(Point labeling dataset excerpts)
┄┄┄┄┄┄

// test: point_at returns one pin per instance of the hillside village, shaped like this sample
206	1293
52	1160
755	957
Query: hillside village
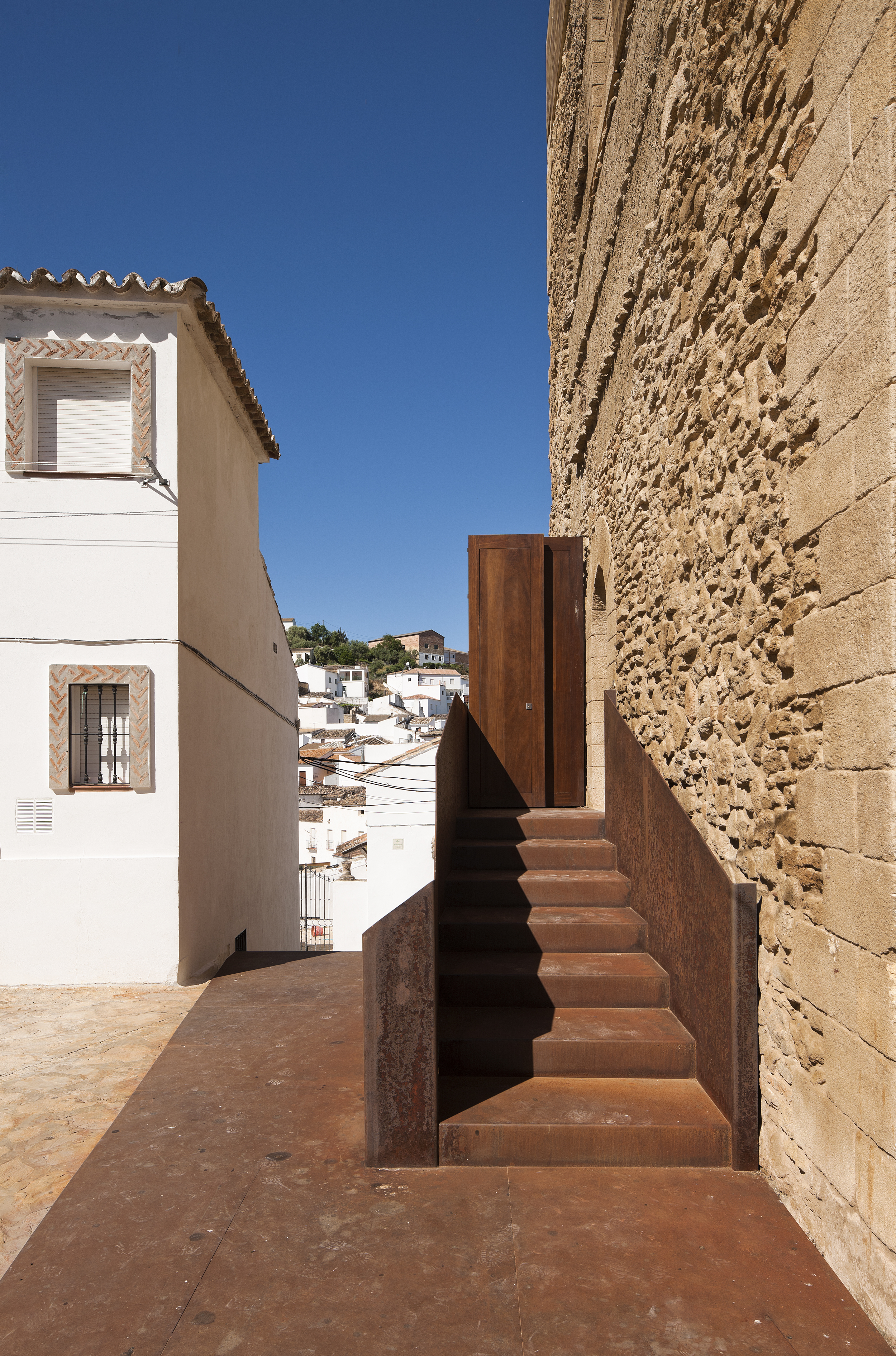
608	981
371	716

┄┄┄┄┄┄

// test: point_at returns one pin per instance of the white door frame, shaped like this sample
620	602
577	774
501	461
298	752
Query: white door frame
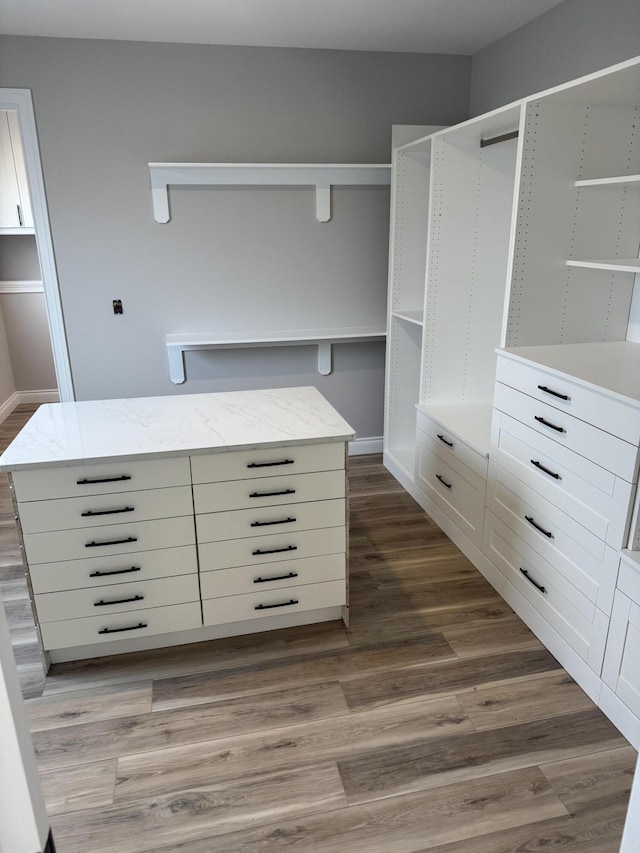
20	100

┄┄┄┄┄┄

TO DO: Identify every line in the material that contains the word "shaped", and copy each of those lines.

PROBLEM SOLUTION:
// test: point_at returns one pin per instance of the hillside village, shaped like this sample
// test: point_at returns one pin per instance of the white door frame, shaped like this sample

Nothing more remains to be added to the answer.